PROBLEM DESCRIPTION :: Copy the material from the line with "Would you be able to point to the diced" to the line with "(524, 1183)", leaving out the pictures.

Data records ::
═══
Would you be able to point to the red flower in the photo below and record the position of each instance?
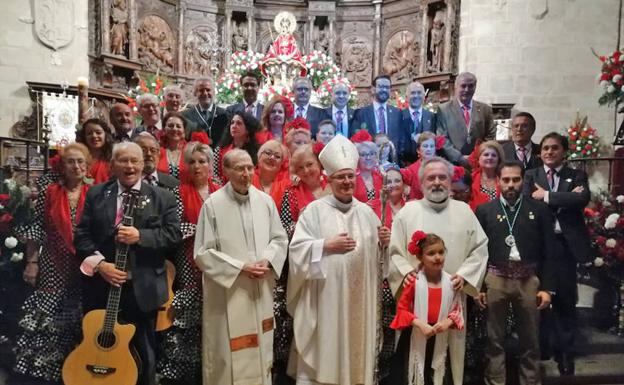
(201, 137)
(361, 136)
(440, 140)
(317, 148)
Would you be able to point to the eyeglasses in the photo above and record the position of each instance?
(272, 154)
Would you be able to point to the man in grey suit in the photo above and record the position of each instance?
(341, 115)
(464, 121)
(302, 87)
(521, 147)
(249, 85)
(416, 120)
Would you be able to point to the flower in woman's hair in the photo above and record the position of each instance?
(440, 140)
(362, 136)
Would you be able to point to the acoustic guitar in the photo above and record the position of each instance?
(164, 318)
(104, 357)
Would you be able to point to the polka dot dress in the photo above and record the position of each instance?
(51, 326)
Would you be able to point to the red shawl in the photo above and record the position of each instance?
(478, 197)
(100, 171)
(58, 214)
(360, 186)
(192, 201)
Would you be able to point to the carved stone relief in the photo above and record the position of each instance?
(156, 44)
(119, 27)
(201, 51)
(401, 59)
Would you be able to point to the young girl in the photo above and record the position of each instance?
(430, 305)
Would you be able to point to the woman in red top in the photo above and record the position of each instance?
(274, 116)
(368, 181)
(432, 307)
(270, 175)
(98, 137)
(181, 359)
(172, 145)
(50, 328)
(242, 134)
(484, 178)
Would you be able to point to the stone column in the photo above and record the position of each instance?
(377, 37)
(227, 37)
(105, 25)
(332, 38)
(133, 27)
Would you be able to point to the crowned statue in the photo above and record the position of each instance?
(283, 62)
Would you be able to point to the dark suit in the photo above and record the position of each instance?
(213, 121)
(146, 291)
(394, 125)
(459, 140)
(535, 239)
(314, 115)
(510, 152)
(348, 119)
(573, 246)
(426, 123)
(240, 107)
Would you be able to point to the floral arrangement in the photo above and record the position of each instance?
(325, 90)
(611, 78)
(582, 138)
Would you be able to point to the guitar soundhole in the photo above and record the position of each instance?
(106, 339)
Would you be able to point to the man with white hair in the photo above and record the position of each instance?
(465, 240)
(149, 109)
(156, 230)
(336, 270)
(340, 113)
(464, 121)
(206, 116)
(240, 246)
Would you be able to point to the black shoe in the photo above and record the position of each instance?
(566, 366)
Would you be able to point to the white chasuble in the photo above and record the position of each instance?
(333, 297)
(466, 253)
(237, 332)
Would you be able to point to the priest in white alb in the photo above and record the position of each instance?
(336, 265)
(240, 246)
(465, 240)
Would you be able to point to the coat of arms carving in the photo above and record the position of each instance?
(54, 22)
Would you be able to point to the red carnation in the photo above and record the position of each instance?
(201, 137)
(361, 136)
(440, 140)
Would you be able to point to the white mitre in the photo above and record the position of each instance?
(339, 154)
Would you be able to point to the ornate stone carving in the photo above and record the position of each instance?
(356, 57)
(54, 22)
(202, 55)
(240, 36)
(156, 44)
(435, 51)
(119, 27)
(401, 58)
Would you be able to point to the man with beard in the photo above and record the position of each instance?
(466, 242)
(380, 117)
(156, 230)
(336, 267)
(520, 274)
(151, 156)
(205, 115)
(302, 87)
(340, 113)
(240, 246)
(249, 85)
(416, 120)
(122, 118)
(464, 121)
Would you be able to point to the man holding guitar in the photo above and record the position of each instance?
(155, 230)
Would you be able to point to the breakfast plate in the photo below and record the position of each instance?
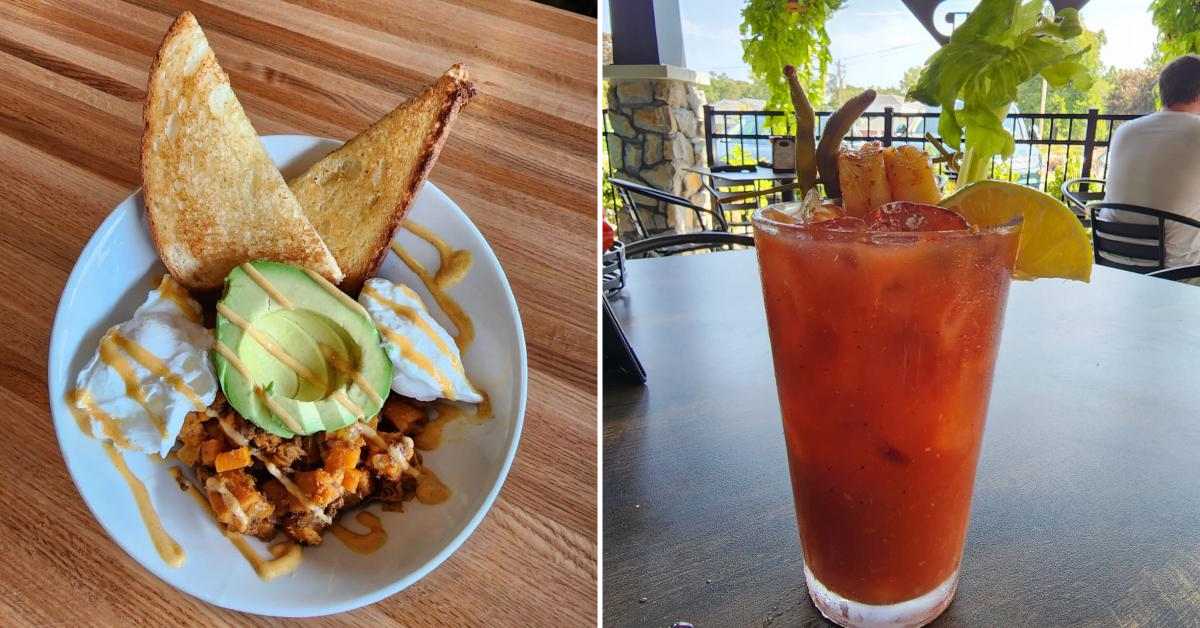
(113, 275)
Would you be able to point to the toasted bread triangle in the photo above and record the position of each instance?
(359, 193)
(214, 198)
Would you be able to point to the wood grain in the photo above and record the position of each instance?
(1086, 500)
(521, 162)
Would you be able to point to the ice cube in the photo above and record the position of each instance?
(906, 216)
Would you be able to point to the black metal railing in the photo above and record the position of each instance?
(1050, 147)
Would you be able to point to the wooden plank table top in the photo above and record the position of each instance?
(520, 161)
(1086, 508)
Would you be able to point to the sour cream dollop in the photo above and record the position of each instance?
(150, 371)
(427, 364)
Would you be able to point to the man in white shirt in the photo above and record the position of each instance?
(1155, 162)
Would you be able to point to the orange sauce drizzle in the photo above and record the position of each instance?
(156, 366)
(268, 287)
(271, 405)
(414, 317)
(286, 556)
(423, 362)
(91, 411)
(337, 293)
(455, 262)
(449, 305)
(271, 347)
(431, 436)
(111, 356)
(430, 489)
(363, 543)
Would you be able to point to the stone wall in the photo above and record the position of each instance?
(658, 131)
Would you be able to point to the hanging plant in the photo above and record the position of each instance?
(1179, 28)
(778, 33)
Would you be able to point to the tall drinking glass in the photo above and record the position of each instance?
(883, 347)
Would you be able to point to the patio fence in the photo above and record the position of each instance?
(1050, 147)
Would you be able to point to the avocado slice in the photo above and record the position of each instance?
(315, 359)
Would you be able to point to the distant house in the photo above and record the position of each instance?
(739, 105)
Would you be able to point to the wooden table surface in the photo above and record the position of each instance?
(521, 162)
(1087, 497)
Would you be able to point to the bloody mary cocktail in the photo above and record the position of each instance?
(883, 346)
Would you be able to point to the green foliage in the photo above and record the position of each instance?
(1001, 45)
(1071, 99)
(724, 87)
(1133, 90)
(773, 36)
(1179, 28)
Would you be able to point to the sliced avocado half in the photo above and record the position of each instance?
(311, 356)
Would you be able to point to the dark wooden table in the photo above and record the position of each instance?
(1087, 496)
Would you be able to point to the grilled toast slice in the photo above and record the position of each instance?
(359, 193)
(214, 198)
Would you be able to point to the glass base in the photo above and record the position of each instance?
(851, 614)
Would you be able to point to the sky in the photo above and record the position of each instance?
(877, 40)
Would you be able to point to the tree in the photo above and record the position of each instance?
(910, 78)
(723, 87)
(773, 36)
(1071, 99)
(1179, 28)
(1133, 90)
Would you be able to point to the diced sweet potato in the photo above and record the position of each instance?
(233, 459)
(341, 456)
(318, 485)
(209, 450)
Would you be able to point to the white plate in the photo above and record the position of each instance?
(113, 275)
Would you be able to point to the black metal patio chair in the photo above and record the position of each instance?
(737, 201)
(1179, 273)
(683, 243)
(1143, 244)
(1077, 193)
(715, 221)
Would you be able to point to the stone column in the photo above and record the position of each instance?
(658, 125)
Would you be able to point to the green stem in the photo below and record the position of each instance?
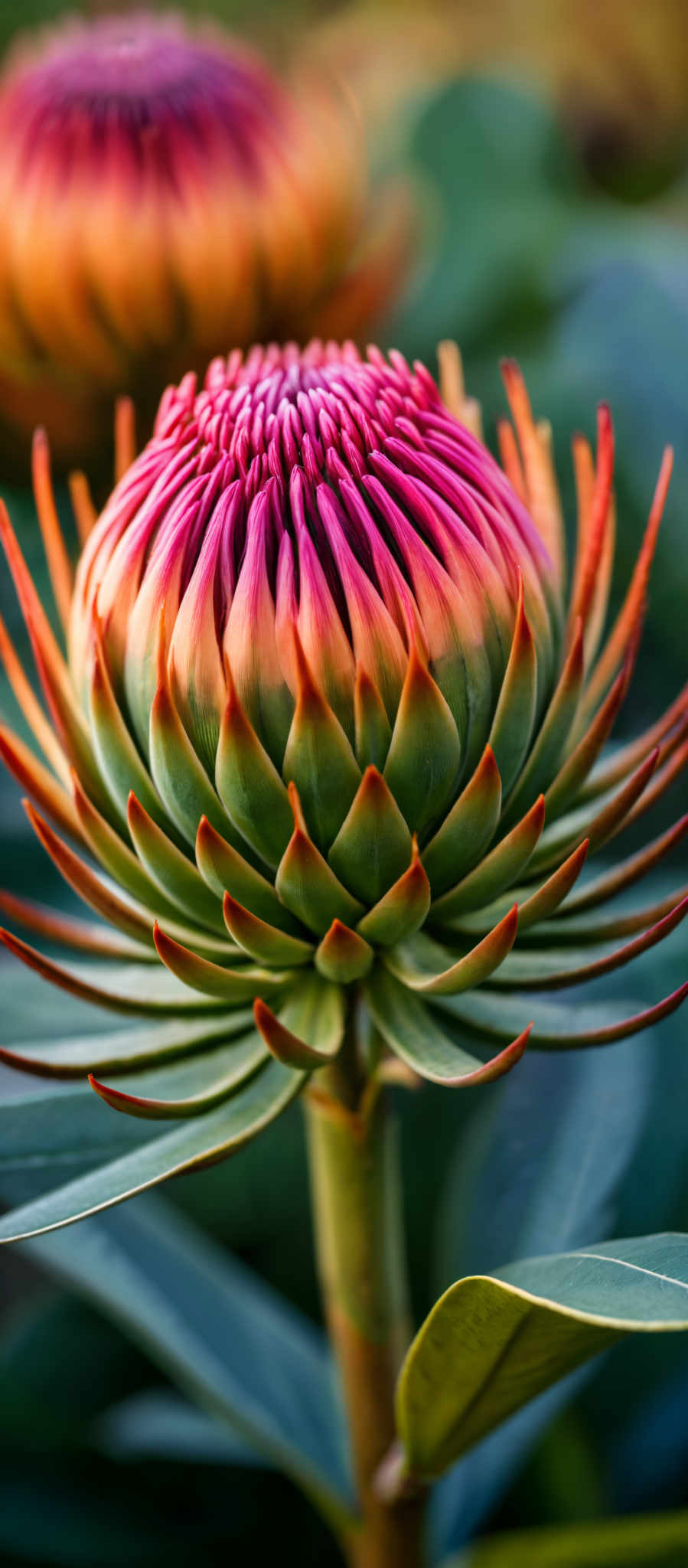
(361, 1263)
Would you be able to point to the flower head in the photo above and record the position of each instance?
(184, 197)
(331, 725)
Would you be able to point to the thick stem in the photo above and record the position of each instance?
(361, 1263)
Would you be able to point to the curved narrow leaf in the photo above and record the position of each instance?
(416, 1035)
(494, 1343)
(223, 1336)
(193, 1144)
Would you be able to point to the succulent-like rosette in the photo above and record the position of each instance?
(163, 193)
(330, 736)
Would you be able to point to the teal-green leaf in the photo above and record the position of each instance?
(217, 1330)
(494, 1343)
(197, 1142)
(657, 1540)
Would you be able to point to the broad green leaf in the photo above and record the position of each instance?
(491, 1344)
(217, 1330)
(193, 1144)
(657, 1540)
(524, 1183)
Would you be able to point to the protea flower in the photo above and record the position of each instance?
(330, 725)
(185, 200)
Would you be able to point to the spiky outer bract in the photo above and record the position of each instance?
(330, 736)
(163, 193)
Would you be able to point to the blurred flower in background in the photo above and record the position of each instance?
(618, 73)
(161, 197)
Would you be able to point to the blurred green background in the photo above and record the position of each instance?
(549, 149)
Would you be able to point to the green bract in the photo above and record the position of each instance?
(328, 739)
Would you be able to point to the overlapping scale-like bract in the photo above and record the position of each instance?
(185, 198)
(330, 736)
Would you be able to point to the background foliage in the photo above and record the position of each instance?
(553, 226)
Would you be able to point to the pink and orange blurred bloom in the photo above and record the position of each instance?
(161, 193)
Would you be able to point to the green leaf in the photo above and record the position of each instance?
(491, 1344)
(657, 1540)
(158, 1424)
(55, 1132)
(221, 1334)
(193, 1144)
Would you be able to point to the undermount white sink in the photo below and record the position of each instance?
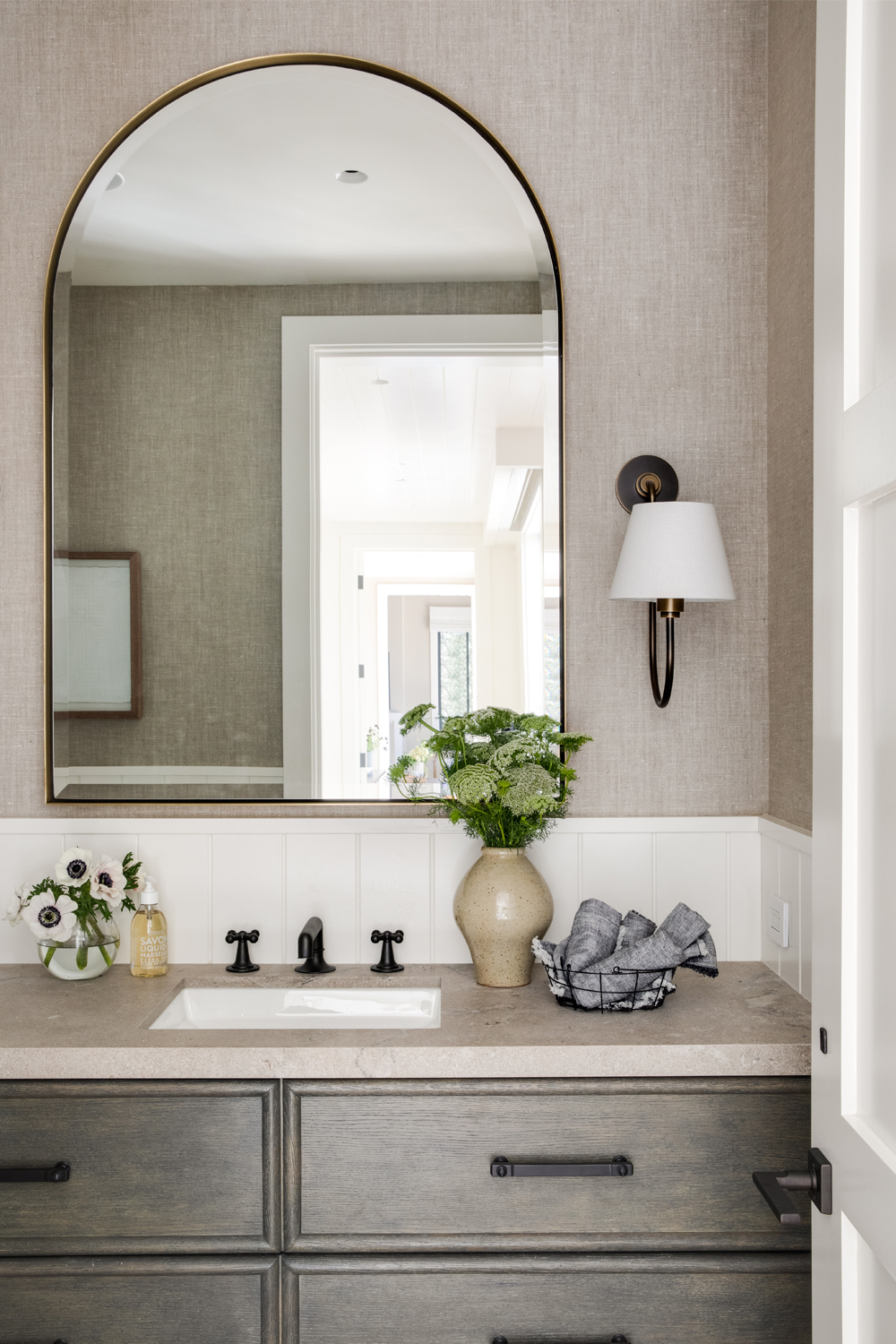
(300, 1010)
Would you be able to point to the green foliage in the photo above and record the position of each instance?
(508, 774)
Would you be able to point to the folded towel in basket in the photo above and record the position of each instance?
(597, 978)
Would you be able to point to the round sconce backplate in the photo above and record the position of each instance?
(637, 476)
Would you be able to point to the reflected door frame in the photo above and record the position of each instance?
(306, 343)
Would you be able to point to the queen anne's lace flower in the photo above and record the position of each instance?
(474, 784)
(532, 789)
(74, 867)
(514, 752)
(108, 881)
(46, 914)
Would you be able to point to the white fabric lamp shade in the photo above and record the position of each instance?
(673, 550)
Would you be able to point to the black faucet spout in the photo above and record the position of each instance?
(311, 945)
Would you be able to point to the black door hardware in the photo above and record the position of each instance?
(815, 1179)
(618, 1167)
(387, 964)
(241, 961)
(614, 1339)
(311, 945)
(11, 1175)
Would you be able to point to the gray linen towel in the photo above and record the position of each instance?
(684, 925)
(654, 953)
(594, 933)
(634, 927)
(603, 945)
(702, 956)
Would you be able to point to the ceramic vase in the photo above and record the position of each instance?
(500, 906)
(88, 953)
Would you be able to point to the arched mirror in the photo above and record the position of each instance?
(304, 441)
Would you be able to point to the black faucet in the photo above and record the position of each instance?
(311, 945)
(241, 961)
(387, 965)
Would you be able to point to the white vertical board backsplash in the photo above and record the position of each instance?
(786, 873)
(359, 874)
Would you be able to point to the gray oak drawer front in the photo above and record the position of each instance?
(470, 1300)
(405, 1161)
(142, 1300)
(155, 1167)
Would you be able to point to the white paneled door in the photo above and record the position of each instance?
(855, 671)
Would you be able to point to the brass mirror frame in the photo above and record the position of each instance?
(349, 806)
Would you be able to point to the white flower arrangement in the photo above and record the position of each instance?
(80, 892)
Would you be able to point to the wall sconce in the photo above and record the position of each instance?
(669, 547)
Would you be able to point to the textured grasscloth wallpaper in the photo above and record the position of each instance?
(791, 113)
(188, 468)
(642, 129)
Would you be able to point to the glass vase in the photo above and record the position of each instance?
(88, 953)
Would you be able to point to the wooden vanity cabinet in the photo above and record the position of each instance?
(473, 1298)
(156, 1168)
(406, 1166)
(392, 1228)
(142, 1300)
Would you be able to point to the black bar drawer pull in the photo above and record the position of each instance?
(10, 1175)
(616, 1167)
(503, 1339)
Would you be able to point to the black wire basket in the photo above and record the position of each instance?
(611, 991)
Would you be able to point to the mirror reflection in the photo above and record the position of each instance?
(306, 386)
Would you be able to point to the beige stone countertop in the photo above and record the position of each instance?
(745, 1021)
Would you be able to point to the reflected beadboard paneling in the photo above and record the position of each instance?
(360, 874)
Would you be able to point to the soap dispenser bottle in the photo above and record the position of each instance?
(148, 935)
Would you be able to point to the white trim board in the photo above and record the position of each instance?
(167, 774)
(359, 873)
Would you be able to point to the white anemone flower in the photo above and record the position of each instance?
(108, 881)
(16, 908)
(51, 917)
(74, 867)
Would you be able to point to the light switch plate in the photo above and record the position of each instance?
(780, 921)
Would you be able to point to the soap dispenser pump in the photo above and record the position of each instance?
(148, 935)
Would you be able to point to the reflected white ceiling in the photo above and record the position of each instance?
(237, 183)
(411, 438)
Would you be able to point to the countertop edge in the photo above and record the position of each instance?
(409, 1062)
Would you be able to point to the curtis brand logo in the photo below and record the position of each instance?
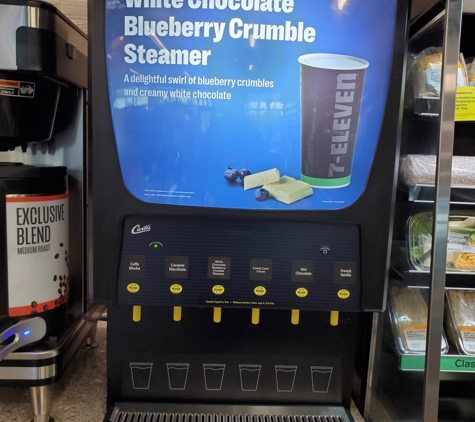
(137, 229)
═══
THE COMPLETED TASK ::
Would you be able to point to the diced sweet potato in the photo above and record the position of each instance?
(233, 459)
(341, 456)
(318, 485)
(209, 450)
Would you be able to point to the white plate in the photo above and record the position of each instance?
(113, 275)
Would you be able to point to the black metal patio chair in the photo above and record the position of each instance?
(737, 201)
(1179, 273)
(683, 243)
(1143, 244)
(1077, 193)
(715, 221)
Would you be able to point to the stone column in the photo above and record the position of each instance?
(658, 125)
Would you be able to point to the green stem in the photo below and record the position of each instance?
(361, 1263)
Would you be able to point to the flower head in the photo above and record the position of each instance?
(184, 197)
(331, 725)
Would you be able to point to the thick stem in the photo above and record the position of each instance?
(361, 1263)
Would you be able to point to the curved narrow leaf in the photo above and record the position of each instance?
(416, 1035)
(494, 1343)
(223, 1336)
(193, 1144)
Would you be able to point to the succulent-like rosette in the photo above and record the position of each instance?
(163, 193)
(330, 736)
Would you be able to point to the teal-green leaf in the photo above and record the position of each instance?
(217, 1330)
(494, 1343)
(197, 1142)
(657, 1540)
Would you be able to point to the broad green leaf in the photo above and record the position of each instance?
(491, 1344)
(217, 1330)
(193, 1144)
(657, 1540)
(524, 1183)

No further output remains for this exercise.